• What the exercise asks
Rewrite everything from the start of the records down to the line containing "Your masks, with" as a JSON list of strings, one string per line and no blank lines. Omit the picture from the list.

--*--

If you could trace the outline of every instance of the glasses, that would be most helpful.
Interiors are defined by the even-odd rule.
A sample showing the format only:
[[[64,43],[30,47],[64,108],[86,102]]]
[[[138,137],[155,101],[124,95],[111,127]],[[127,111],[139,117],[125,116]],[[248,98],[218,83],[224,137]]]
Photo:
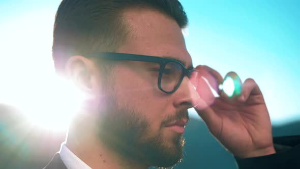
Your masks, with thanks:
[[[187,69],[178,61],[157,57],[144,55],[99,52],[89,55],[93,58],[98,58],[109,60],[132,61],[159,64],[159,74],[157,84],[158,88],[164,93],[174,93],[180,86],[184,77],[191,76],[193,69]]]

--*--

• Exercise solution
[
  "If you could trace the outline of every instance of the glasses, that would be most helpful.",
  "Interiors are defined by the even-odd rule.",
  "A sample showing the format only:",
  "[[[64,43],[30,47],[64,108],[86,102]]]",
  "[[[138,137],[155,101],[124,95],[111,127]],[[127,111],[139,117],[125,116]],[[248,98],[218,83],[224,137]]]",
  "Photo:",
  "Your masks, with thanks:"
]